On chiffre à 125 000 emplois directs la filière nucléaire française. En y incluant les emplois indirects ce chiffre passe à 410.000, selon une étude réalisée par le cabinet PWC à l’initiative d’Areva, en mai 2011. Grâce à son parc de réacteurs nucléaires d’une puissance installée de 63 100 mégawatts, la France assure 78 % de sa production d’électricité, ce qui lui permet d’atteindre un taux d’indépendance énergétique voisin de 50 % (source : CEA).

Le Commissariat à l’énergie atomique et aux énergies alternatives (CEA), acteur majeur de la recherche, du développement et de l’innovation, complète ce tandem. Le CEA s’appuie sur la recherche fondamentale et assure un rôle de soutien à l’industrie. Pour réaliser ses missions, il exploite également des installations nucléaires et est responsable du pilotage de leur démantèlement quand celles-ci sont arrêtées.

3. Les acteurs publics de contrôle et de gestion

L’ASN (L’Autorité de sûreté nucléaire)

La loi TSN a créé une autorité administrative indépendante, l’Autorité de sûreté nucléaire (ASN), chargée du contrôle de la sûreté nucléaire et de la radioprotection. Ses missions consistent à réglementer, autoriser, contrôler, appuyer les pouvoirs publics dans la gestion des situations d’urgence et contribuer à l’information des publics. L’ASN est composée d’un collège de commissaires et de services. Elle s’appuie, sur le plan technique, sur l’expertise que lui fournissent notamment l’IRSN et des Groupes permanents d’experts (GPE).

**DONNÉES FOURNIES:**

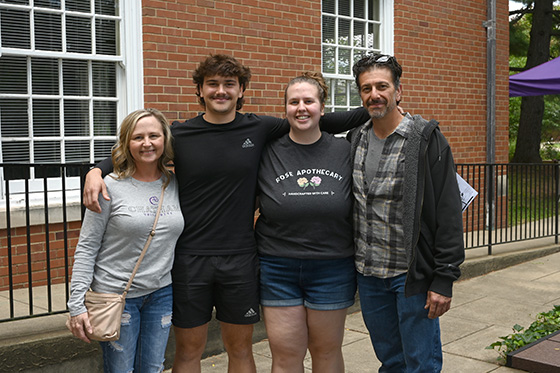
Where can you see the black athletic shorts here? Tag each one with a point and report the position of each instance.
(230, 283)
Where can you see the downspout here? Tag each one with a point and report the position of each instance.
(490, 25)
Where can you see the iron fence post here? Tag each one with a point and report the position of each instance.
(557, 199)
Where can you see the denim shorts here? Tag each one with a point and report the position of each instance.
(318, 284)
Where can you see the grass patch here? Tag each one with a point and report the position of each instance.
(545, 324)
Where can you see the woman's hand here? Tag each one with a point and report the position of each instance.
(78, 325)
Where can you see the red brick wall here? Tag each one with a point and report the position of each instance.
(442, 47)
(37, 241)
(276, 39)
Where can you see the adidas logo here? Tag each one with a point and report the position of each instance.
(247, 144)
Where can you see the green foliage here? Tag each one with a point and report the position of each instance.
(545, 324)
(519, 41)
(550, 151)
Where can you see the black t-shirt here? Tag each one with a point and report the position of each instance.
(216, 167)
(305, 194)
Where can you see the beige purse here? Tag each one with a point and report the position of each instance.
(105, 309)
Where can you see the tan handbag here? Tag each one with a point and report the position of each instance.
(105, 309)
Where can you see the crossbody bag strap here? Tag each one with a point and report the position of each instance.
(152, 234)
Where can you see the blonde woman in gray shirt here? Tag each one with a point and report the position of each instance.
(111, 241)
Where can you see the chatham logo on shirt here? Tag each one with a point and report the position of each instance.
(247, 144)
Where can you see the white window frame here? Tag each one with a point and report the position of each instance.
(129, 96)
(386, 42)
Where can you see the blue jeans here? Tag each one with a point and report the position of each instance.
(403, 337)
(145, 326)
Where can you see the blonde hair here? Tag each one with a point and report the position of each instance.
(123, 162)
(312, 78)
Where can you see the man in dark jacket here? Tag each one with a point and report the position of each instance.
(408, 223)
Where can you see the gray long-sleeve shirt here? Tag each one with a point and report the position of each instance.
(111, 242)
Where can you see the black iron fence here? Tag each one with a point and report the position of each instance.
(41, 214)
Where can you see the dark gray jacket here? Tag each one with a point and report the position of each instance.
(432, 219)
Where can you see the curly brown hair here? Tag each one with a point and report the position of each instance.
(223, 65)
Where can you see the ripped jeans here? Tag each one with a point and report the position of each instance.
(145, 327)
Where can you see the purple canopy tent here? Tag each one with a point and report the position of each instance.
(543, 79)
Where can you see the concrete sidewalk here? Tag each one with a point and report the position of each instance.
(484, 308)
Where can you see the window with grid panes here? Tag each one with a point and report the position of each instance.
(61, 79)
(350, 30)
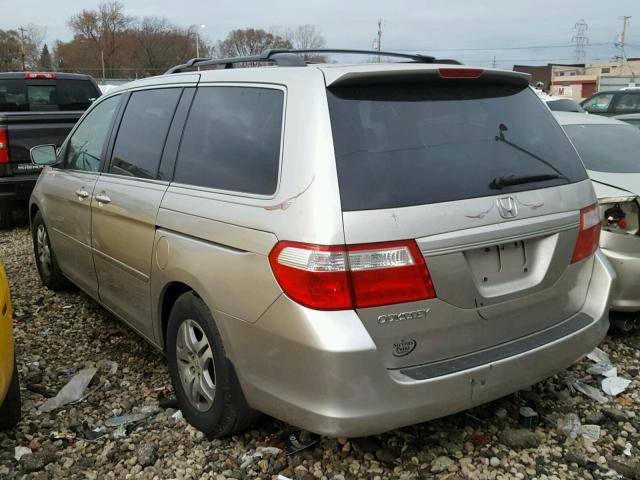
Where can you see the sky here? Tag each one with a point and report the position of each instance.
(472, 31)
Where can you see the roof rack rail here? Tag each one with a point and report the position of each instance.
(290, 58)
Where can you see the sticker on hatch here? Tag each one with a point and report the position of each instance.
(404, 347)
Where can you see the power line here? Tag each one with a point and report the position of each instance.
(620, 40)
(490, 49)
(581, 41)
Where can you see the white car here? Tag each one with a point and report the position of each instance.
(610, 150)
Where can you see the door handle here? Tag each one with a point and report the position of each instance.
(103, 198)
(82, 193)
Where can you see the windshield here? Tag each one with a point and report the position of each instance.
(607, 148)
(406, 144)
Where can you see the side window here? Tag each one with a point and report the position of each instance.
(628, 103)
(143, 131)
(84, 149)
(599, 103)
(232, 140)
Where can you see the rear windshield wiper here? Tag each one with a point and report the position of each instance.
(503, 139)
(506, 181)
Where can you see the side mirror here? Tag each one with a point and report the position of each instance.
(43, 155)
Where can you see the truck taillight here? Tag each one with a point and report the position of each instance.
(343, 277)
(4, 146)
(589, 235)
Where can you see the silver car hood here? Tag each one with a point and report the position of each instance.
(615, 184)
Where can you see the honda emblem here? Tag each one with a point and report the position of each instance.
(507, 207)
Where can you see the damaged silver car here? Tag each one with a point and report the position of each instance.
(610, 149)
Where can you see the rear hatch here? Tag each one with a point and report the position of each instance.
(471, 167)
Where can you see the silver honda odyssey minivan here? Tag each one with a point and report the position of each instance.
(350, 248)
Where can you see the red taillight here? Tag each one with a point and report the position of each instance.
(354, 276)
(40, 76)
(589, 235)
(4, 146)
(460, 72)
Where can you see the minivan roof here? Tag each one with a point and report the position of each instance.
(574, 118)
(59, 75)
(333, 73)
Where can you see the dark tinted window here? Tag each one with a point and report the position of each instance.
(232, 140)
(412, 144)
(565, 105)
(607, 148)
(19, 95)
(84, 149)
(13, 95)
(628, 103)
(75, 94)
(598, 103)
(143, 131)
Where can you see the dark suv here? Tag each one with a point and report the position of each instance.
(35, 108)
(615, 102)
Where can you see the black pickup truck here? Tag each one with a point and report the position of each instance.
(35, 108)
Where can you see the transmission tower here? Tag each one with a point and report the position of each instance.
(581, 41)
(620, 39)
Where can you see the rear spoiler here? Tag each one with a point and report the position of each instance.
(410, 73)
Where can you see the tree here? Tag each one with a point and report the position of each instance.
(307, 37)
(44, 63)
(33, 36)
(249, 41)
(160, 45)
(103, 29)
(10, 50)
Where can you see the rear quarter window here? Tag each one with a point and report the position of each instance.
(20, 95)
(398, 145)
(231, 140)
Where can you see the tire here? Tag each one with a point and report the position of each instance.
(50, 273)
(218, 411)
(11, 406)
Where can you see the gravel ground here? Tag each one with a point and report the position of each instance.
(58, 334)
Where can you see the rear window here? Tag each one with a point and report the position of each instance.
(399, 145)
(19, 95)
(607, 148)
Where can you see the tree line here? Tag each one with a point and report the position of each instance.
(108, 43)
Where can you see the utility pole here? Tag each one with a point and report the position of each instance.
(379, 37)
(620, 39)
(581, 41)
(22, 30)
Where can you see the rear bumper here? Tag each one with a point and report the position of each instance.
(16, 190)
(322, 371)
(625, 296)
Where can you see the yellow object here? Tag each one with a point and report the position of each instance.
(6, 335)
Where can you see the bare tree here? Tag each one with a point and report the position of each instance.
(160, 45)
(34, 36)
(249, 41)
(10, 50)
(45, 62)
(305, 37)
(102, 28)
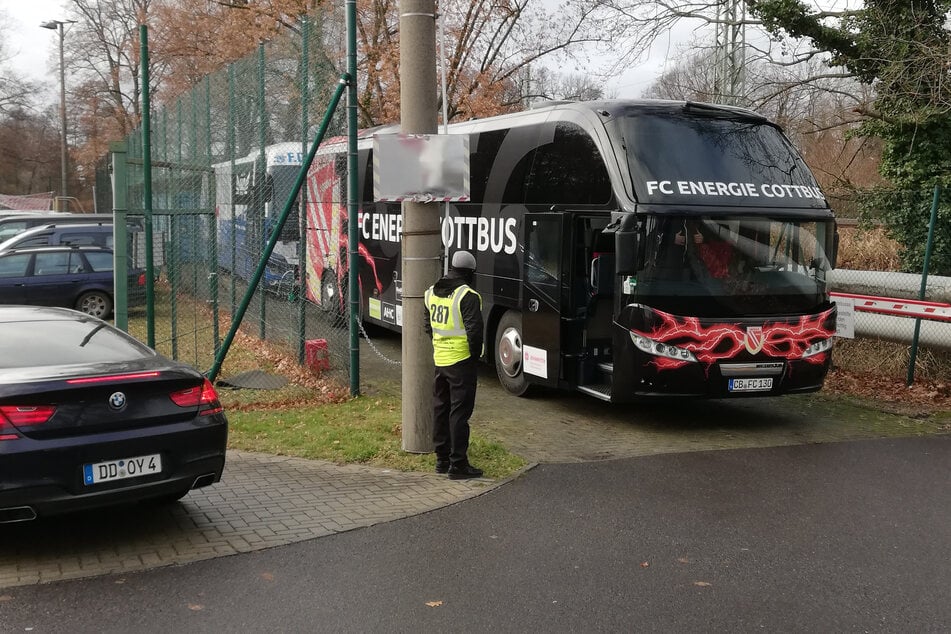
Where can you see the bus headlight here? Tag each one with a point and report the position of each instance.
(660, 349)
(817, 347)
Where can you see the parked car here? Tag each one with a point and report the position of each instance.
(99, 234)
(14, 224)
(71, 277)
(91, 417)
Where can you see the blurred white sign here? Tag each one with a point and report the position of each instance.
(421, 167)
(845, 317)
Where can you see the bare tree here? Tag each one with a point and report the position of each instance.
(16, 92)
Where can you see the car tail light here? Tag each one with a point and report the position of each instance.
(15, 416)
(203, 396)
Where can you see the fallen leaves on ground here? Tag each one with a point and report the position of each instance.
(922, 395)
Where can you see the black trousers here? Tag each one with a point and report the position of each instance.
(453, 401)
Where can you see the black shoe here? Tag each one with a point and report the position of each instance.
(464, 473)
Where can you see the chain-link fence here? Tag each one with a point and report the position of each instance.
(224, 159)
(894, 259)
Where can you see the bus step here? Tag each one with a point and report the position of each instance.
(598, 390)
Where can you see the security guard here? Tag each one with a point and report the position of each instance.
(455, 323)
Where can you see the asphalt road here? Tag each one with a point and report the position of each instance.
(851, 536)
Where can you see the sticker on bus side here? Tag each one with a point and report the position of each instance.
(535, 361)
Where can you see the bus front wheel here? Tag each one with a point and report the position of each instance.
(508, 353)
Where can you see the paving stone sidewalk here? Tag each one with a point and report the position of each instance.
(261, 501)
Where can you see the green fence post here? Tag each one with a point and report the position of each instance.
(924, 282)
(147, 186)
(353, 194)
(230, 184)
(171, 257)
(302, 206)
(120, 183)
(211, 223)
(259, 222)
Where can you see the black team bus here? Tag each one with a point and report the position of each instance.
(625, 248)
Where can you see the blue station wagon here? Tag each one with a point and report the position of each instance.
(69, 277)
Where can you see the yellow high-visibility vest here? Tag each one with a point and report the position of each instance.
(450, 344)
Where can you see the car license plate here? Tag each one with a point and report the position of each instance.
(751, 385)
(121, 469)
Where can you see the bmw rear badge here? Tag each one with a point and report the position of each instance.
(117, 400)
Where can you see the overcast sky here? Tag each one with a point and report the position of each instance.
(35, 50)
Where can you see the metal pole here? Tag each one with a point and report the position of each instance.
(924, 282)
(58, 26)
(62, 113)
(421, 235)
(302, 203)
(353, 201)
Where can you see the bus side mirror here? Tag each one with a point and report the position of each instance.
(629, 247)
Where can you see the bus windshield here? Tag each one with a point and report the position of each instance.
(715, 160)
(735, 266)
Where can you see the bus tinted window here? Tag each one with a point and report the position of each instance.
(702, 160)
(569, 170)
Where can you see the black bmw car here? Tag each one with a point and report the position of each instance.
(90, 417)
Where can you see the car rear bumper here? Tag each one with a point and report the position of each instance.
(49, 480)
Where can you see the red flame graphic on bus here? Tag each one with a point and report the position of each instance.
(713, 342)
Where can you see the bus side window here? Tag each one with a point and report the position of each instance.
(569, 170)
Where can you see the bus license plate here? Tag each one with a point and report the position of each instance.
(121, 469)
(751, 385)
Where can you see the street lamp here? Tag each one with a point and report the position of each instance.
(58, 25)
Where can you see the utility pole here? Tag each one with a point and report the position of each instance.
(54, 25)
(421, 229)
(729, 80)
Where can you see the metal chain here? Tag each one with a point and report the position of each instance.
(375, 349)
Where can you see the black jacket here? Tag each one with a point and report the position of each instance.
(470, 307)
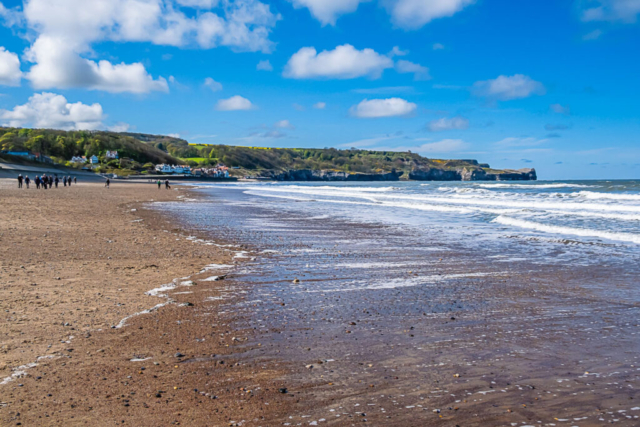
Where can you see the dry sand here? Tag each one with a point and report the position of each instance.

**TRAVAIL À FAIRE:**
a – Recopiez le passage du texte sur la filière nucléaire française depuis « On chiffre à » jusqu'à « 50 % (source : CEA). » inclus.
b – D'après le texte sur la filière nucléaire française, les affirmations suivantes sont-elles exactes ? Répondez par oui ou par non et citez les mots du texte qui tranchent. (i) L'étude citée a été réalisée par le cabinet PWC à l'initiative d'Areva. (ii) L'ASN est composée uniquement d'experts de l'IRSN. (iii) Le parc de réacteurs assure la moitié de la production d'électricité de la France.
c – Poursuivez le texte sur la filière nucléaire française à partir de sa dernière phrase.

**CORRIGÉ:**
a –
On chiffre à 125 000 emplois directs la filière nucléaire française. En y incluant les emplois indirects ce chiffre passe à 410.000, selon une étude réalisée par le cabinet PWC à l’initiative d’Areva, en mai 2011. Grâce à son parc de réacteurs nucléaires d’une puissance installée de 63 100 mégawatts, la France assure 78 % de sa production d’électricité, ce qui lui permet d’atteindre un taux d’indépendance énergétique voisin de 50 % (source : CEA).

b –
(i) Oui : « selon une étude réalisée par le cabinet PWC à l’initiative d’Areva, en mai 2011 ».
(ii) Non : « L’ASN est composée d’un collège de commissaires et de services ».
(iii) Non : « la France assure 78 % de sa production d’électricité ».

c –
L’ANDRA (L’Agence nationale pour la gestion des déchets radioactifs)

Créée en 1979 au sein du CEA, l’Andra est devenue en 1991 un établissement public à caractère industriel et commercial, indépendant des producteurs de déchets radioactifs et placé sous la tutelle des ministères en charge de l’énergie, de la recherche et de l’environnement. L’Agence est chargée par l’État de mettre en œuvre et de garantir des solutions de gestion sûres pour l’ensemble des déchets radioactifs français, afin de protéger les générations présentes et futures du risque que présentent ces déchets.

4. Un marché de plus en plus disputé

Conséquence de ce dynamisme, la plupart des acteurs du secteur nucléaire (dont les concepteurs et exploitants des centrales) se positionnent sur le démantèlement, qui de ce fait devient un élément à part entière du cycle de l’industrie nucléaire.

En France, 9 réacteurs sont déjà en cours de déconstruction jusqu’en 2040.

Les acteurs sont à la fois les groupes d’ingénierie et conception et ceux de génie civil, car il faut autant savoir développer des procédés que démolir et découper dans le respect des règles de sûreté nucléaire et de radioprotection.

Le marché du démantèlement est très morcelé avec un nombre important d’acteurs regroupés en 4 sphères de compétences : Ingénierie, BTP, maintenance et nettoyage, gestion des déchets

De nombreuses entreprises se positionnent sur les chantiers de démantèlement dans le monde.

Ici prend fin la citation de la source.